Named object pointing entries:
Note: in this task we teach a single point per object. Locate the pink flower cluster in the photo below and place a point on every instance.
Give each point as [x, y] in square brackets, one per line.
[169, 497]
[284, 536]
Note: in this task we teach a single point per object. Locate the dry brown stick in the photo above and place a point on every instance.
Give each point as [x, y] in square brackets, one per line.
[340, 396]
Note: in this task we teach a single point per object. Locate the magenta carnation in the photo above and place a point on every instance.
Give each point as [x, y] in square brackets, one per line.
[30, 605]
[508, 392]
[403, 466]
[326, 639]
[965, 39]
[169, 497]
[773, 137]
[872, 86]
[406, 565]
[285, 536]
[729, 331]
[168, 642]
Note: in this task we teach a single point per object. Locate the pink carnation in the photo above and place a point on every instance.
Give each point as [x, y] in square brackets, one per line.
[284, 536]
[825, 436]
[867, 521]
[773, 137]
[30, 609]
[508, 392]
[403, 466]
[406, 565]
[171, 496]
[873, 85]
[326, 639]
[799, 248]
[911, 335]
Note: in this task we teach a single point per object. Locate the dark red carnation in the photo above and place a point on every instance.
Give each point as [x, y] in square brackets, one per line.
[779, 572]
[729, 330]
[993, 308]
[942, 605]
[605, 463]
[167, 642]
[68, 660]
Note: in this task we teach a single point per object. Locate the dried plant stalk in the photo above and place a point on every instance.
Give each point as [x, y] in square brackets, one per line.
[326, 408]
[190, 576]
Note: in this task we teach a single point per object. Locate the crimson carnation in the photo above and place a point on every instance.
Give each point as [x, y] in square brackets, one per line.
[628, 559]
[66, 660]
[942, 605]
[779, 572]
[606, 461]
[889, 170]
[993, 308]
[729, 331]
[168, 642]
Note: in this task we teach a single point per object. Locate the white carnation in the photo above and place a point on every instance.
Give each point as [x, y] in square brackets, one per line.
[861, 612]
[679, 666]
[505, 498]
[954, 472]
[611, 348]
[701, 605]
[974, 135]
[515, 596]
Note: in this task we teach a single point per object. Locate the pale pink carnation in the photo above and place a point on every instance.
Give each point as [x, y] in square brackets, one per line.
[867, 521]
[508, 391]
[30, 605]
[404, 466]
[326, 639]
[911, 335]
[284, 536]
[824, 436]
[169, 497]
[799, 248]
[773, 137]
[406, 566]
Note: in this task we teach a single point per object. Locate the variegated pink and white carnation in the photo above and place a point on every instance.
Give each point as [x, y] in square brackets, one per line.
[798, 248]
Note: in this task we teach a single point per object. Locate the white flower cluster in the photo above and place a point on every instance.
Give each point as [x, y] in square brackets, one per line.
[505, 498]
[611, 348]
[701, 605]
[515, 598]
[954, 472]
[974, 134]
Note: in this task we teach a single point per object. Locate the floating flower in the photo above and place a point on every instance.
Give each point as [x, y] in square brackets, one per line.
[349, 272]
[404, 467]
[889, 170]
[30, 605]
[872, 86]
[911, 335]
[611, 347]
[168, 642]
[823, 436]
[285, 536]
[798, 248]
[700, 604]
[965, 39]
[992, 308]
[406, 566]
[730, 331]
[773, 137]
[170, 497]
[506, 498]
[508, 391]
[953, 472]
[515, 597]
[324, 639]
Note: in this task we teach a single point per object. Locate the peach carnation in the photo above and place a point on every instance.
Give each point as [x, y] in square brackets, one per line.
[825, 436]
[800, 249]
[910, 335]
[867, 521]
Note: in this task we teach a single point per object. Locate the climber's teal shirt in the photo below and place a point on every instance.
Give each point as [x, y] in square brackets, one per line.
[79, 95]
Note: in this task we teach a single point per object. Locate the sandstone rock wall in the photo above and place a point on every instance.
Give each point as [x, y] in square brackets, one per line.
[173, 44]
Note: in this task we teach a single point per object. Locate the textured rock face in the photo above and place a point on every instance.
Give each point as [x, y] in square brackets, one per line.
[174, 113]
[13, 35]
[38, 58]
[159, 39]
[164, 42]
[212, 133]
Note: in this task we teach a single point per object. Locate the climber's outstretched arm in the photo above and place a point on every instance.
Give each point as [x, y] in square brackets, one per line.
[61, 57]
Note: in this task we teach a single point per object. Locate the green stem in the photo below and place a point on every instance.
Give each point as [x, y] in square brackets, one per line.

_Exercise prompt:_
Copy all of the records above word for word, keeping every line in its original order.

_Answer to the task:_
Note: in this task we teach a single point per object. Locate the pink flower cluster in the photo below and place a point on every instance.
Give each point as [x, y] in square brackets, one per line.
[169, 497]
[284, 536]
Note: in this task we teach a single point per object. Locate the dry brown stick in the photo above and place a point on every instance.
Give each point as [x, y] in square brackets, one per line.
[340, 396]
Note: in this task we teach a single point per object. Locate the magenta carnation in the photo above and place a point on every instance.
Give each point as [x, y] in square brackets, one per line.
[30, 605]
[508, 392]
[403, 466]
[326, 639]
[965, 39]
[169, 497]
[773, 137]
[872, 86]
[406, 565]
[285, 536]
[729, 331]
[168, 642]
Note: in this task we teach a single point per object. Locate the pink carnation in the photo above and place a point on every instance.
Give each point as [x, y] in square brackets, one per line.
[284, 536]
[825, 436]
[867, 521]
[773, 137]
[30, 609]
[508, 392]
[403, 466]
[406, 565]
[171, 496]
[873, 85]
[326, 639]
[799, 248]
[911, 335]
Note: in this task we teach a single point per object. Locate the dark red carnation in the photo above and place a point on every instance.
Give each point as [x, y] in square brackets, one per line.
[779, 572]
[729, 330]
[993, 308]
[942, 605]
[605, 463]
[167, 642]
[68, 660]
Note: in this task we teach a single point per object. Locate the dried plant stalk in the photo above and place a point on every instance.
Give each point as [x, y] in square brackets, one per line.
[326, 408]
[190, 576]
Note: in this task we teach a single point per object. Locate the crimson carnation in the photo above and place a point on every instance.
Give each point as [x, y] in square brackets, one per line.
[628, 559]
[66, 660]
[942, 605]
[779, 572]
[606, 461]
[889, 170]
[993, 308]
[729, 331]
[168, 642]
Note: in this task we teach a single point per object. Locate the white carnation in the photo above and place a point on every instance.
Give each point as [x, y] in square brackets, one per line.
[861, 612]
[679, 666]
[505, 498]
[954, 472]
[611, 348]
[701, 605]
[974, 135]
[515, 596]
Note: in this task we teach a single point per object. Locate the pale pink carnation in the photo above and place a point on every instance.
Give each point as [x, y] in square brackets, one per line.
[867, 521]
[508, 391]
[30, 605]
[404, 466]
[326, 639]
[911, 335]
[284, 536]
[824, 436]
[169, 497]
[799, 248]
[773, 137]
[406, 566]
Note: in this task we teach a single point per object. Locate the variegated pink and white carnation in the photo above and place a point on every instance.
Give each point as [x, y] in square brackets, one per line.
[798, 248]
Note: in this task we teach a single point per object. Locate the white flower cluster in the photo above and place a point on every instance.
Give each point as [x, y] in square brackets, one per line.
[505, 498]
[611, 348]
[701, 605]
[515, 598]
[954, 472]
[974, 134]
Note: in this task we teach a single point per object. Locate the floating flower in the photo above and place a point on every instance.
Give each point as [x, y] in square brackets, one per line.
[349, 272]
[404, 467]
[889, 170]
[30, 605]
[872, 86]
[911, 335]
[611, 347]
[168, 642]
[823, 436]
[285, 536]
[798, 248]
[700, 604]
[965, 39]
[992, 308]
[406, 566]
[730, 331]
[773, 137]
[170, 497]
[506, 498]
[508, 391]
[953, 472]
[515, 597]
[324, 639]
Note: in this task we teach a single point per object. Locate the peach carnation in the photo above and place a point on every instance.
Give each point as [x, y] in square brackets, one per line.
[825, 436]
[800, 249]
[910, 335]
[867, 521]
Note: in this task we teach a single point per object. Locate the climber's teal shirt in the photo below and place a point on every instance.
Give each point as [x, y] in square brackets, one per line.
[79, 95]
Note: in this task we teach a single point per object. Locate the sandstone rock wall in the photo above and place a point on every instance.
Give each point as [x, y] in square brackets, one per line.
[173, 44]
Note: in this task we teach a single point per object. Locate the textured rock face in the photo above and place a point on every instance.
Give each point as [x, y] in square brackets, one per line.
[174, 113]
[13, 35]
[38, 58]
[159, 39]
[164, 42]
[212, 133]
Note: in this task we teach a single point per object. Locate the climber's outstretched arm in the photo above and place a point on every instance.
Give each point as [x, y] in square brackets, one per line.
[61, 57]
Note: in this task we teach a single point per object. Locate the green stem in the photo below and place a point on every instance.
Give each point as [x, y] in square brackets, one per line.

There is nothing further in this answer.